▼▼▼

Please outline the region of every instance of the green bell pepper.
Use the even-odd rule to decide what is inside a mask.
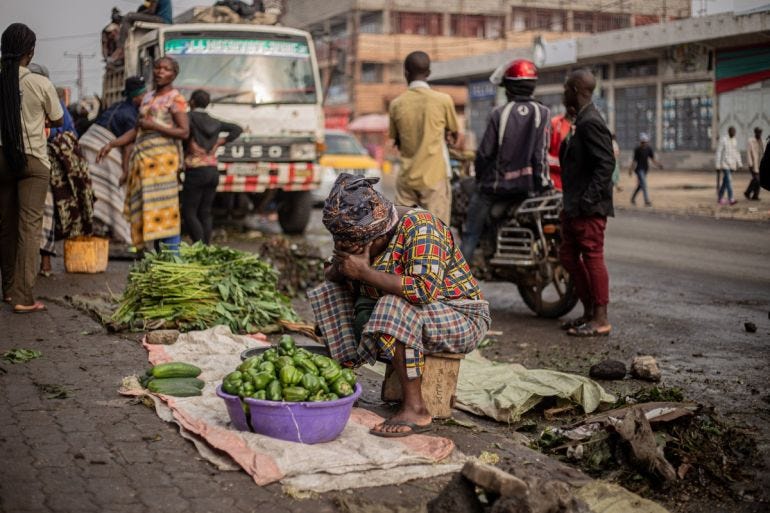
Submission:
[[[310,395],[310,392],[308,392],[306,389],[302,387],[286,387],[283,389],[284,401],[288,401],[291,403],[304,401],[305,399],[307,399],[308,395]]]
[[[284,351],[296,351],[297,349],[297,344],[294,342],[294,337],[291,335],[283,335],[281,340],[278,342],[278,346],[281,347]]]
[[[332,383],[331,391],[340,397],[347,397],[353,393],[353,387],[344,379],[338,379]]]
[[[340,371],[340,374],[342,375],[342,379],[350,383],[351,387],[356,386],[356,373],[353,372],[351,369],[342,369]]]
[[[342,371],[334,365],[329,365],[328,367],[321,369],[321,376],[327,383],[334,383],[341,375]]]
[[[340,396],[338,396],[334,392],[329,392],[328,394],[326,394],[326,400],[327,401],[336,401],[339,398],[340,398]]]
[[[287,365],[283,367],[278,373],[283,386],[296,385],[302,381],[302,371],[294,367],[293,365]]]
[[[323,390],[325,393],[329,393],[329,384],[326,382],[326,378],[323,376],[318,377],[318,382],[321,384],[321,390]]]
[[[302,372],[312,374],[313,376],[320,376],[321,372],[318,370],[318,367],[315,366],[315,364],[307,359],[301,359],[299,361],[295,360],[295,366],[300,369]]]
[[[274,347],[271,347],[264,353],[262,353],[262,360],[265,362],[272,362],[275,363],[278,361],[278,350]]]
[[[267,360],[260,363],[257,369],[259,369],[260,372],[275,374],[275,364],[273,362],[268,362]]]
[[[264,390],[257,390],[253,394],[251,394],[252,399],[259,399],[260,401],[267,400],[267,392]]]
[[[261,356],[252,356],[247,358],[238,366],[238,370],[241,372],[247,372],[249,369],[253,369],[262,362]]]
[[[306,388],[311,394],[321,390],[321,380],[309,372],[302,376],[302,381],[300,383],[302,384],[302,388]]]
[[[258,372],[251,377],[251,382],[256,390],[264,390],[268,383],[275,379],[274,374]]]
[[[267,392],[268,401],[280,401],[283,398],[283,387],[277,379],[267,384],[265,392]]]
[[[288,356],[288,355],[279,356],[278,361],[275,362],[275,366],[278,369],[283,369],[287,365],[291,365],[292,367],[294,366],[294,360],[292,359],[291,356]]]
[[[308,401],[312,401],[314,403],[318,403],[325,400],[326,400],[326,393],[323,390],[318,390],[318,392],[316,392],[315,394],[311,395],[308,398]]]
[[[246,414],[246,418],[249,418],[249,414],[251,413],[251,410],[249,410],[249,405],[241,401],[241,408],[243,409],[243,413]]]
[[[332,363],[334,362],[334,360],[332,360],[328,356],[324,356],[321,354],[313,355],[311,359],[313,360],[313,363],[315,364],[315,366],[318,367],[319,369],[325,369],[326,367],[329,367],[330,365],[332,365]]]
[[[254,388],[254,384],[251,381],[244,381],[240,388],[238,388],[238,395],[241,398],[249,397],[255,391],[256,389]]]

▲▲▲

Task prompt
The material should be duplicated word for word, with no images included.

Response
Please outline the region of every instance of the green bell pepper.
Use the even-odd rule to decide what is inside a mask.
Submission:
[[[310,395],[310,392],[308,392],[306,389],[302,387],[286,387],[283,389],[284,401],[288,401],[291,403],[304,401],[305,399],[307,399],[308,395]]]
[[[284,351],[296,351],[297,349],[297,344],[294,342],[294,337],[291,335],[283,335],[281,340],[278,342],[278,346],[281,347]]]
[[[332,383],[331,391],[340,397],[347,397],[353,393],[353,387],[344,379],[338,379]]]
[[[340,371],[340,374],[342,375],[342,379],[350,383],[351,387],[356,386],[356,373],[353,372],[351,369],[342,369]]]
[[[342,371],[334,365],[329,365],[328,367],[321,369],[321,376],[327,383],[334,383],[341,375]]]
[[[340,396],[338,396],[334,392],[329,392],[328,394],[326,394],[326,400],[327,401],[336,401],[339,398],[340,398]]]
[[[287,365],[283,367],[278,373],[283,386],[296,385],[302,381],[302,371],[294,367],[293,365]]]
[[[323,390],[325,393],[329,393],[329,384],[326,382],[326,378],[323,376],[318,377],[318,382],[321,384],[321,390]]]
[[[302,372],[312,374],[313,376],[320,376],[321,372],[318,370],[318,367],[315,366],[315,364],[307,359],[301,359],[299,361],[295,360],[295,366],[300,369]]]
[[[274,347],[271,347],[264,353],[262,353],[262,360],[265,362],[272,362],[275,363],[278,361],[278,350]]]
[[[267,360],[260,363],[257,369],[259,369],[260,372],[275,374],[275,364],[273,362],[268,362]]]
[[[264,390],[257,390],[253,394],[251,394],[252,399],[259,399],[260,401],[267,400],[267,392]]]
[[[261,356],[252,356],[247,358],[238,366],[238,370],[241,372],[247,372],[249,369],[253,369],[262,362]]]
[[[306,388],[311,394],[321,390],[321,380],[309,372],[302,376],[302,381],[300,383],[302,384],[302,388]]]
[[[258,372],[251,377],[251,382],[256,390],[264,390],[268,383],[275,379],[274,374]]]
[[[267,392],[268,401],[280,401],[283,398],[283,387],[277,379],[267,384],[265,392]]]
[[[288,356],[288,355],[279,356],[278,361],[275,362],[275,366],[278,369],[283,369],[287,365],[291,365],[292,367],[294,366],[294,360],[292,359],[291,356]]]
[[[308,401],[312,401],[314,403],[318,403],[325,400],[326,400],[326,393],[323,390],[318,390],[318,392],[316,392],[315,394],[311,395],[308,398]]]
[[[246,414],[246,418],[249,418],[249,414],[251,413],[251,410],[249,410],[249,405],[241,401],[241,408],[243,409],[243,413]]]
[[[332,363],[334,362],[334,360],[332,360],[328,356],[324,356],[321,354],[313,355],[311,359],[313,360],[313,363],[315,364],[315,366],[318,367],[319,369],[325,369],[326,367],[329,367],[330,365],[332,365]]]
[[[254,388],[254,384],[251,381],[244,381],[240,388],[238,388],[238,395],[241,398],[249,397],[255,391],[256,389]]]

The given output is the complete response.